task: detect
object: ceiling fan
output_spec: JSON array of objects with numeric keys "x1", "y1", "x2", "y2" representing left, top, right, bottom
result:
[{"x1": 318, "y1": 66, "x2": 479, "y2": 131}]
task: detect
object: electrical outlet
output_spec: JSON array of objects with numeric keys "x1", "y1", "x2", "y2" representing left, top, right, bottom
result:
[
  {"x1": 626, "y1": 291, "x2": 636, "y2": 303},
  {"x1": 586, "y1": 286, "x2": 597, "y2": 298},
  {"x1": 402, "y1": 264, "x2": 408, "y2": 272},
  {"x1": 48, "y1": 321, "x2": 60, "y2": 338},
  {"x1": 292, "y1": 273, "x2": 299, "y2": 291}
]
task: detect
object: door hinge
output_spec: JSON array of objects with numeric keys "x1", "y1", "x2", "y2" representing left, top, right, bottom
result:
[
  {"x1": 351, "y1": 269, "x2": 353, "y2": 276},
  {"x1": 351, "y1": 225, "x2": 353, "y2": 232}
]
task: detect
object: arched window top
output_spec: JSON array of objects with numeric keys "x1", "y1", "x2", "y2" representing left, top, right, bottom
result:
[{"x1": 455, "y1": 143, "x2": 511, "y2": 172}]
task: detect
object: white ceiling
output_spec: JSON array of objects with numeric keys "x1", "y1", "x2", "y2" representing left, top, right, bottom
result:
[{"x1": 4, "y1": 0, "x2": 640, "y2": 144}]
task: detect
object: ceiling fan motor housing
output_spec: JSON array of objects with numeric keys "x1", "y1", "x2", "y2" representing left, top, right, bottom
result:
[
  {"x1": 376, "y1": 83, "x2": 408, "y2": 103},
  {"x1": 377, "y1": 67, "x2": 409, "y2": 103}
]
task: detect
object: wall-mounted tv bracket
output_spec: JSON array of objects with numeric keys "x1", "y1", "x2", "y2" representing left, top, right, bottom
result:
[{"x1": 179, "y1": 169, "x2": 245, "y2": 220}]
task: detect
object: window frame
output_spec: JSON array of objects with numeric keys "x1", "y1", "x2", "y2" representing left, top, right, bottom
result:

## [Aim of the task]
From the entries above, extract each line containing "ceiling".

## [Answer box]
object: ceiling fan
object: white ceiling
object: ceiling fan motor housing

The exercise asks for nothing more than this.